Exercise 1: Show every line in the records below that contains the string "wooden". Case counts.

Quoted passage:
──────
Thisbe Nissen: Tour Diary
Preliminaries - Day 1 - Day 2 - Day 3 - Day 4 - Day 5 - Day 6 - Day 7 - Day 8 - Day 9 - Day 10 - Day 11 -Day 12 - Day 13 - Day 14 - Day 15 - Day 16 - Day 17 - Day 18 - Day 19 - Day 20 - Day 21 - Day 22 - Day 23 - Day 24 - Day 25 - Day 26 - Day 27 - Day 28 - Day 29 - Home Diary -
July 25 -
July 26
Day 2: Saturday, June 2, Chicago, IL
Up at 8 for breakfast in the ludicrously expensive Hilton lobby with Elinor
Lipman and Jane Hamilton, who take me under their wings and make everything
feel better for a while. It sounds like the anxiety over reviews and the
looming what-people-think never really goes away, and though I hate to think
that I'm going to still feel like this much of a basket case five books down
the line, it also is reassuring to know that I'm not alone in this kind of
stress. I feel like I keep prying people for clues as to how you're supposed
to get through this sort of thing, listening to their stories of how they've
dealt and trying to learn something. I wish I had their poise and grace.
Jane has to leave to catch a flight out of Chicago, and Elinor introduces me
to Sonny Mehta (the Alfred A. Knopf of Alfred A. Knopf) who takes me under
HIS wing then and brings me with him to the Chicago Art Institute to look at
the Chagall window and wish there were sunlight streaming through it. But
the day is rainy and cold and we wander a few exhibits, wondering who on
earth decided that Southeast Asian art should segue directly into blown glass
from the 6th century into Prairie School furniture. The powers that be are
exercising curatorial paradigms we don't understand at all. We like the
pictures of young men and women in the Israeli army, by an artist whose name
I can't remember. The museum is calming, and Sonny's companionship gracious
and soothing. For a short time I stop chewing on the insides of my cheeks
and I take this as a good sign.
Back at the convention center I hang out at the Knopf booth waiting to meet
young Arthur Bradford who I am to accompany to the Printer's Row book fair
elsewhere in town where another author, Dalton Conley, is reading at three.
──────
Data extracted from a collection
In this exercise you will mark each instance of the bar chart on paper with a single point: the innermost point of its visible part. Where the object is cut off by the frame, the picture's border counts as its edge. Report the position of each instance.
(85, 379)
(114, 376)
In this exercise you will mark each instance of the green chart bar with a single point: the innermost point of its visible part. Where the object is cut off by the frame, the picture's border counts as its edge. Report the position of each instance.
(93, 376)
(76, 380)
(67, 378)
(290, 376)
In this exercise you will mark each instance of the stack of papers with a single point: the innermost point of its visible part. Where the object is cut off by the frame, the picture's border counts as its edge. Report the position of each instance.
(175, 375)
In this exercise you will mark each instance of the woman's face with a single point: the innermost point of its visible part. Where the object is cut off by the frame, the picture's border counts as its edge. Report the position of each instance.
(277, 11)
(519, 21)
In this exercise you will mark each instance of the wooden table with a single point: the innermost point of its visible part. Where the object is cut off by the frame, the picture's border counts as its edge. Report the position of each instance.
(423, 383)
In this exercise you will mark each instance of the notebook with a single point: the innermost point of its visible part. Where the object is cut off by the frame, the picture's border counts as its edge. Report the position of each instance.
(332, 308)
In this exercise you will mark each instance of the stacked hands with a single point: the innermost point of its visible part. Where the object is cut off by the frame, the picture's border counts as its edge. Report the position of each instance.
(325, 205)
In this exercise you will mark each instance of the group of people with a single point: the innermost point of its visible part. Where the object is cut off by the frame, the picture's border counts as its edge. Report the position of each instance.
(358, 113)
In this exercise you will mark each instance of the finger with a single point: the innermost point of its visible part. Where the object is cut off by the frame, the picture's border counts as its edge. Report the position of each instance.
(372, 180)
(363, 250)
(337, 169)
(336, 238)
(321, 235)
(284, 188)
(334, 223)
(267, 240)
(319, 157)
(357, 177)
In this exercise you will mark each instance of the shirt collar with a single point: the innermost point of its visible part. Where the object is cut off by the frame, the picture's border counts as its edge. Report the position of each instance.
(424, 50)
──────
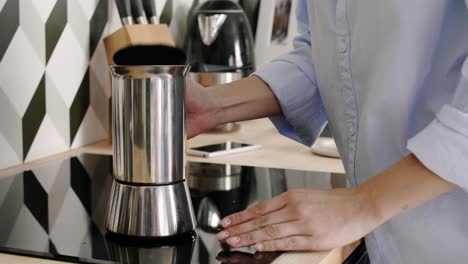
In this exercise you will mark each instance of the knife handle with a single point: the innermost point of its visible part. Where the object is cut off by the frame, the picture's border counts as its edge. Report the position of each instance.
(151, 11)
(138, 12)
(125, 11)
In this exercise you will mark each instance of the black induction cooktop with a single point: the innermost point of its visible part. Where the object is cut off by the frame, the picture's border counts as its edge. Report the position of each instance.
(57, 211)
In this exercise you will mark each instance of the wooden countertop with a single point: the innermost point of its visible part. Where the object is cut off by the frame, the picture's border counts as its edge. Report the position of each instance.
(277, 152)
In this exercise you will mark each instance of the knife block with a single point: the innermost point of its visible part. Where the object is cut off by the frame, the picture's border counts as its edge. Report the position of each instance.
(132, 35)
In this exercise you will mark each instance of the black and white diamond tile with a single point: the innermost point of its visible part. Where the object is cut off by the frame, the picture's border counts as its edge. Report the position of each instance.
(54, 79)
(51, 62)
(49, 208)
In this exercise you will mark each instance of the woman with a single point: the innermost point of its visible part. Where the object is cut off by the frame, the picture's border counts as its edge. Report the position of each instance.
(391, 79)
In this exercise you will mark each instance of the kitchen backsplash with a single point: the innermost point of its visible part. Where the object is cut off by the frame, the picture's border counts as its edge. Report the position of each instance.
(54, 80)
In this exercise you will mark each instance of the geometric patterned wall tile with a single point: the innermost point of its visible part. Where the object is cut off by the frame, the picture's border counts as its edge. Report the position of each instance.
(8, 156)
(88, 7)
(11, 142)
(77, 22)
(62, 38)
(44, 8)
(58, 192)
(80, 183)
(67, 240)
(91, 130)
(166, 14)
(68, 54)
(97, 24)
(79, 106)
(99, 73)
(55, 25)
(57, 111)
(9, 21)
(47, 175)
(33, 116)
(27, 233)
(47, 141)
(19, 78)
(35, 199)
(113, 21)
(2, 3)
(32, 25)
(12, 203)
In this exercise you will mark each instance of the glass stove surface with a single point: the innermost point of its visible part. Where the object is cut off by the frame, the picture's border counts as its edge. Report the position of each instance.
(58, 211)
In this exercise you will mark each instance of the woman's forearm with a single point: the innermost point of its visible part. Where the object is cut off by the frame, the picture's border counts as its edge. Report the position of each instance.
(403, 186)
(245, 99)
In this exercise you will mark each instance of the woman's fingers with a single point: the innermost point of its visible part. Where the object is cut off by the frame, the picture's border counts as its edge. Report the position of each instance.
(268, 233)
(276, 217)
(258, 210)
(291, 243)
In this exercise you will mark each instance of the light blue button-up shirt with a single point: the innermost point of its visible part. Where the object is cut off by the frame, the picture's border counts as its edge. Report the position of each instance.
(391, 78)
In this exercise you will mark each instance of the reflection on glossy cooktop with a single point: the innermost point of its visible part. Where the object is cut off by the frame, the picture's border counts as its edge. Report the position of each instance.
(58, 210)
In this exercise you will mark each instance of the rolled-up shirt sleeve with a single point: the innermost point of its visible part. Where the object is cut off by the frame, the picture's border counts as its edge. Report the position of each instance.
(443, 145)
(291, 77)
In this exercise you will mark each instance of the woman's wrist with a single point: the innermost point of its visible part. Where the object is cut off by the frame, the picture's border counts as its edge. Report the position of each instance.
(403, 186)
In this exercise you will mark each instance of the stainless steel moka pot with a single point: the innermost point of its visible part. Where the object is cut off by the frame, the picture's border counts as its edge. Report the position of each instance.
──────
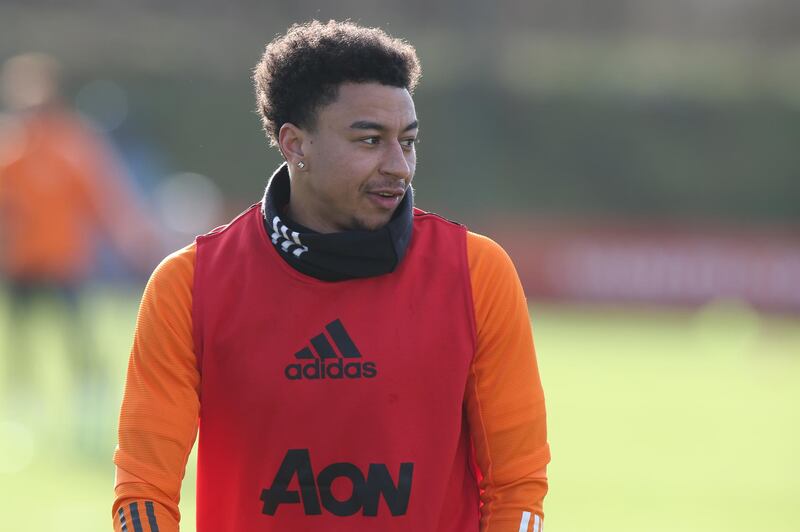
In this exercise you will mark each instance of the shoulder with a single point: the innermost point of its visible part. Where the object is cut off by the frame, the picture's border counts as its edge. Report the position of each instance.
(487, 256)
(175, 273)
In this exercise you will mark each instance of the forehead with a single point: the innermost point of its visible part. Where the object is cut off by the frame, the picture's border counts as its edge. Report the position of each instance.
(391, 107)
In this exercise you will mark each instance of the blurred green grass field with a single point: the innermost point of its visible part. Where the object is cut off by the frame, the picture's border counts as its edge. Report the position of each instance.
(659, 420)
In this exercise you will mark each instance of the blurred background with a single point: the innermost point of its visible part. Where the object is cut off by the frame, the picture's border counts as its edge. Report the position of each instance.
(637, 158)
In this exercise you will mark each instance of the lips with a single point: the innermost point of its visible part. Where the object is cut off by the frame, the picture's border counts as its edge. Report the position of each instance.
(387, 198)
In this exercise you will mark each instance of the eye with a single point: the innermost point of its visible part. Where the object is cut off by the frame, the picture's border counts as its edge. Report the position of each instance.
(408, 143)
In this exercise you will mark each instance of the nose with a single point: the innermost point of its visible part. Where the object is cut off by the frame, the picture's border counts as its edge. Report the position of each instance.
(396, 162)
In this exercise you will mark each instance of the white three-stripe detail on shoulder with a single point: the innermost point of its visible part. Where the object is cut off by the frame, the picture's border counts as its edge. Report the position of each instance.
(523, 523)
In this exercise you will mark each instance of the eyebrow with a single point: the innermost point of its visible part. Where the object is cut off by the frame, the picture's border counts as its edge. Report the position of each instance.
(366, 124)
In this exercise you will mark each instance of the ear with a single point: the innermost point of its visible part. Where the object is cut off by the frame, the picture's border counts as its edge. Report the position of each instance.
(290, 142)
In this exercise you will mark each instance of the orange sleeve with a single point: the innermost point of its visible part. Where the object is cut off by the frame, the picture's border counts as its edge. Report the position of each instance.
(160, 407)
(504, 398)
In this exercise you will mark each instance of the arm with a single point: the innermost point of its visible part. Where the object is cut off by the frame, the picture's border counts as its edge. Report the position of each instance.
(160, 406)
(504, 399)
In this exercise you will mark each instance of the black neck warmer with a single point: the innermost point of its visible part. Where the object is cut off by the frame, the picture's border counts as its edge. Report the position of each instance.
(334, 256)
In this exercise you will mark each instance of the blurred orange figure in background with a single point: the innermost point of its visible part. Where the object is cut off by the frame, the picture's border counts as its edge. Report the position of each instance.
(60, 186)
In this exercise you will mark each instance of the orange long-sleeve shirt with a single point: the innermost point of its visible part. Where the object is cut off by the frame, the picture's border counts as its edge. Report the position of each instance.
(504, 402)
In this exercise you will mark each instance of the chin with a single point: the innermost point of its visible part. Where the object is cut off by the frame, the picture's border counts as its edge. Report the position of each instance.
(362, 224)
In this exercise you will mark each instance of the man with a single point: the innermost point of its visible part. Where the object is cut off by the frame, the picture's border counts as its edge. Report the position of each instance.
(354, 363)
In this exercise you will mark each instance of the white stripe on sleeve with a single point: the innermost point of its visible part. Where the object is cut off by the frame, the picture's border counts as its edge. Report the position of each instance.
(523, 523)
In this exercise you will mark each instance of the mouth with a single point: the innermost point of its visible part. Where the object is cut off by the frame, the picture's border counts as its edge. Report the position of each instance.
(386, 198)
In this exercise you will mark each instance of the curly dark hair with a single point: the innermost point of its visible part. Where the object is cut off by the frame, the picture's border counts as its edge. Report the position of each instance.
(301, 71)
──────
Exercise 2: Give what comes next in the Chicago tour diary entry above, starting after its final sentence.

Exercise response 1:
In this exercise you will mark each instance of the wooden table with a single point: the innermost point of its visible part. Where the object is cut off by the frame, the picture's border counts as its edge. Report the position of each instance.
In this exercise you will mark each instance of the wooden countertop with a single point: the innermost point of its visible part. Where the object is cut off by the frame, the picture's border counts as its edge. Report the position of each instance.

Exercise response 2:
Dalton's memoir, Honky, about growing up as a white kid in a mostly
African-American and Hispanic housing project on the lower east side, is
being released in paperback by Vintage later this summer. We met Dalton last
night at the authors dinner. We like him a lot. Hanging out at the
Random House booth where Rachel Seiffert is signing copies of The Dark Room,
to a never ending line of eager readers, I run into Jonathan Lethem who I met
last fall when we read together at Brookline Booksmith. Later on he sends
his Italian translators over to talk to me. Marco and Martina have brought a
copy of ...Girls' Room... with them for me to sign and I snag the last copy
of Good People at the booth and give it to them as well. They have come from
Rome for BEA and are the sweetest people. I adore them. They tell me nice
things and I want to weep and take them home with me. They give me a
catalogue of their translation work. I find myself desperately hoping they
will translate my books and I will get to go to Italy and hang out with them.
I feel like they are long lost friends and I am sad when they have to say
good-bye.
But finally Arthur shows up and we go hear Dalton read and then head back to
the hotel to swim, sauna and whirlpool, all of which makes me so dehydrated
and ravenous I go back to my room and guiltily devour a bag of peanuts and
two bottles of juice from the minibar which must cost about fifteen dollars.
I realize I have forgotten to drink water -- any water at all -- today. I am
woozy. So what do I do? I go down to the Borders cocktail party and vulture
over the hors d'oeuvres table before I down two Bloody Marys and talk to a
lot of incredibly nice Borders reps who seem to be for the mostpart as
passionate about books as the independent booksellers I've met, all of which
is heartening. The sushi rolls are very good too.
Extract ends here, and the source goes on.